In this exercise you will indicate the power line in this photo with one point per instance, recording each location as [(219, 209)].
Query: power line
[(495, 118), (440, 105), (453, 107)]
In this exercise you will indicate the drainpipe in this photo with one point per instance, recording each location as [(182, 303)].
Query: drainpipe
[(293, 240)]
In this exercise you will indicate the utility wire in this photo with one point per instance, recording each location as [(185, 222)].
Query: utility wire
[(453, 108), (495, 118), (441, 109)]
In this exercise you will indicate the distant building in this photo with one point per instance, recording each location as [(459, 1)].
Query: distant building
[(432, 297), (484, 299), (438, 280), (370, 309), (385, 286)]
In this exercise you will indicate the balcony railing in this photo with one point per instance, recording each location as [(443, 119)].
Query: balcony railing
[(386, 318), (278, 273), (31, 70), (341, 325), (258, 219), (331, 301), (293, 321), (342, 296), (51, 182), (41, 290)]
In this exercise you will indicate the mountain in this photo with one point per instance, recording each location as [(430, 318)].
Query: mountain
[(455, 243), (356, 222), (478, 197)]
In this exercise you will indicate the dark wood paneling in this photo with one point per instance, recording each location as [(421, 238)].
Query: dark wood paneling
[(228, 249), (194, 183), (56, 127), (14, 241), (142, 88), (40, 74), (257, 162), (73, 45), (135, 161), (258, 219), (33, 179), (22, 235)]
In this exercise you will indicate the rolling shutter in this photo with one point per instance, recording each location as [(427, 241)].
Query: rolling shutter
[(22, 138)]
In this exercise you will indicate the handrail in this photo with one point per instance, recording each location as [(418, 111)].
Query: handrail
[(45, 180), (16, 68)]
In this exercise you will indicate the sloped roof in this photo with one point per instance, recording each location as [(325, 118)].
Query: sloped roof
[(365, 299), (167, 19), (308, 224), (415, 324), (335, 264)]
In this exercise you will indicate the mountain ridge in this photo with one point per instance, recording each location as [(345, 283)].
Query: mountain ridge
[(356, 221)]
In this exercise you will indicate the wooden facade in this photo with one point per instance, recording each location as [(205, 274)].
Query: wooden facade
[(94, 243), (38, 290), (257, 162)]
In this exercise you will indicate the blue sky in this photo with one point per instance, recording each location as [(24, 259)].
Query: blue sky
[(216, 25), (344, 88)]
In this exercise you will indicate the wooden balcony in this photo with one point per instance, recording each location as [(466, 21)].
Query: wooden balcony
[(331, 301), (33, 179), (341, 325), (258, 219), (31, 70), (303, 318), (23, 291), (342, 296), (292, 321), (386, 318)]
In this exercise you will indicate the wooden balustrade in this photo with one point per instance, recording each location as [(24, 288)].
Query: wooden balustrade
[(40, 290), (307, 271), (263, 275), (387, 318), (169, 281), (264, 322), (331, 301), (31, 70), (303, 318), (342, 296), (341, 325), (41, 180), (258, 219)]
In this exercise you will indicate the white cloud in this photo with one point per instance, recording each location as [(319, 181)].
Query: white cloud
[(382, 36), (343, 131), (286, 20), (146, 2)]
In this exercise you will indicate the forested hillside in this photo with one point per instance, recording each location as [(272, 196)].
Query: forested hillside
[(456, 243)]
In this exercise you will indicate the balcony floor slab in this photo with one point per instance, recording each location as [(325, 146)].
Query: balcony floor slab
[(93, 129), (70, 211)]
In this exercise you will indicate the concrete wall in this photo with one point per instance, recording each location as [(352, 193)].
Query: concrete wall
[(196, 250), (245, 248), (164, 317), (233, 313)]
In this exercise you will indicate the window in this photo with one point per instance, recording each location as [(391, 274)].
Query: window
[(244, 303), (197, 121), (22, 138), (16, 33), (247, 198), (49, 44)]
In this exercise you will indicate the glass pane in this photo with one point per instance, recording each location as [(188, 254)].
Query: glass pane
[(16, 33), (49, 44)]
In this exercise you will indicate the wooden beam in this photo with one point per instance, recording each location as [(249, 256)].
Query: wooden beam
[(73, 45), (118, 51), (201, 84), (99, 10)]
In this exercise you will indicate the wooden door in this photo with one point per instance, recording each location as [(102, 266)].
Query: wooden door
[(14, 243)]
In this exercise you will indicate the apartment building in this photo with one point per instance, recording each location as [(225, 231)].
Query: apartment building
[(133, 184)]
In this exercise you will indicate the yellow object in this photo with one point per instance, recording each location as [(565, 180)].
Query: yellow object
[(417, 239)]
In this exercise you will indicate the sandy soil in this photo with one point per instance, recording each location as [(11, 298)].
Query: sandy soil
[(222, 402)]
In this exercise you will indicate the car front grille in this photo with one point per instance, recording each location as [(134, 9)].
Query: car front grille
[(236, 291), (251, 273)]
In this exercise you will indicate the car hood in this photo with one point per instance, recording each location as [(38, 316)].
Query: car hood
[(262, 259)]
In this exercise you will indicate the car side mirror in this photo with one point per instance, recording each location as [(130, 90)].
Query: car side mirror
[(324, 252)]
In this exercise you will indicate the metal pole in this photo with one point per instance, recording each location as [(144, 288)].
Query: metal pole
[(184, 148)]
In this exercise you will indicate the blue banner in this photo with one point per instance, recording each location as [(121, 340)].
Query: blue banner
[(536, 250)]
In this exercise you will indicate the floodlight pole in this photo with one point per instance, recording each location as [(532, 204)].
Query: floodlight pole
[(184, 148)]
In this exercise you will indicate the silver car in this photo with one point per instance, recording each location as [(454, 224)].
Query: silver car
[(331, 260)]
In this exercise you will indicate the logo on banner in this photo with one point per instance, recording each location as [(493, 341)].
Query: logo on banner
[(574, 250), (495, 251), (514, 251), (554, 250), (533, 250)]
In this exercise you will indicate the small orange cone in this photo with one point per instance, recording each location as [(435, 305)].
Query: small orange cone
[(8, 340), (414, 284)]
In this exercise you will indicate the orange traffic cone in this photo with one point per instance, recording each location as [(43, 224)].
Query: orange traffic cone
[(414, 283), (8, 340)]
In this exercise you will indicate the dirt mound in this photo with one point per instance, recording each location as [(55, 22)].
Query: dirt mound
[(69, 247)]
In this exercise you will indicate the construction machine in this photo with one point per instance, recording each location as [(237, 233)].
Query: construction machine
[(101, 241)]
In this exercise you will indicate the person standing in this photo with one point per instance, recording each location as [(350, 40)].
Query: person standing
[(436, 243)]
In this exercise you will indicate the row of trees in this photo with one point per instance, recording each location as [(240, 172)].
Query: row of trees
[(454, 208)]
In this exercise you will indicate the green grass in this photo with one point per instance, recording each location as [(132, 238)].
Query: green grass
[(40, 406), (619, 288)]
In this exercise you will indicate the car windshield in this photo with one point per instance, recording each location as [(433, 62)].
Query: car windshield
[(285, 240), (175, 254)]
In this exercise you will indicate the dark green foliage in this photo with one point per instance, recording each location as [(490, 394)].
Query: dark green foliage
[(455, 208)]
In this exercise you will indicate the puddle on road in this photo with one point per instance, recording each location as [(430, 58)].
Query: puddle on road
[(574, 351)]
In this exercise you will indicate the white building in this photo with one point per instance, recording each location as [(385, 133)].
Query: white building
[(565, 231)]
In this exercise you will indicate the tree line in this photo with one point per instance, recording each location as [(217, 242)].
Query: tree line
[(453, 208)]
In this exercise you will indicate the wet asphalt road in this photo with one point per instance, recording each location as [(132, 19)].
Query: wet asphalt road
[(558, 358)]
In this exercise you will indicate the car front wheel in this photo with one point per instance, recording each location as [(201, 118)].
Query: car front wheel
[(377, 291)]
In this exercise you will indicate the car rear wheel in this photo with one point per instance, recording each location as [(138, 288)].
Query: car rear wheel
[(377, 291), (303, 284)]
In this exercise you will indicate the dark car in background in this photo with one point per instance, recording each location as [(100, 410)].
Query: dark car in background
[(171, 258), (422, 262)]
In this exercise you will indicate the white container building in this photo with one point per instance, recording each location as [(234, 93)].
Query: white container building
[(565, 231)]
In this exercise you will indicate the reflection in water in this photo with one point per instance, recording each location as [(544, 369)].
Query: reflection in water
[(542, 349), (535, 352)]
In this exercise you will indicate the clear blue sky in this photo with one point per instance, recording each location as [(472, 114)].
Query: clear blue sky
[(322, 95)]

☆ ☆ ☆ ☆

● **STATED PROBLEM**
Return every line from the one holding "In this exercise you will indicate the car front wheel" through the end of the data, exactly as it appears, with both ends kept and nothing else.

● **RESULT OF THE EXERCISE**
In this exercise you will indicate the car front wheel in this photo with one point per instance, recording each location as [(201, 118)].
Query: car front wheel
[(377, 291)]
In this exercise you will indicate the car rear wheel in this photo with one point per instance, recording each location as [(138, 288)].
Query: car rear wheel
[(377, 291), (303, 284)]
In this exercise you will indicate the dark car in background in this photo with one point per instance, recording each location as [(100, 410)].
Query: dark car in background
[(171, 258), (422, 262)]
In this exercise you will indicate the white container building in this photo with one point per instance, recording each location as [(234, 93)].
Query: white container building
[(565, 231)]
In this exercise you will indicate the reflection in water in this photo with one point per instance, recording each location as [(544, 369)].
Query: reflection in water
[(542, 349), (535, 352)]
In this exercise you will indicate the clear blue sky in this photo with one point per instance, recording each location as [(472, 114)].
Query: clear blue sky
[(322, 95)]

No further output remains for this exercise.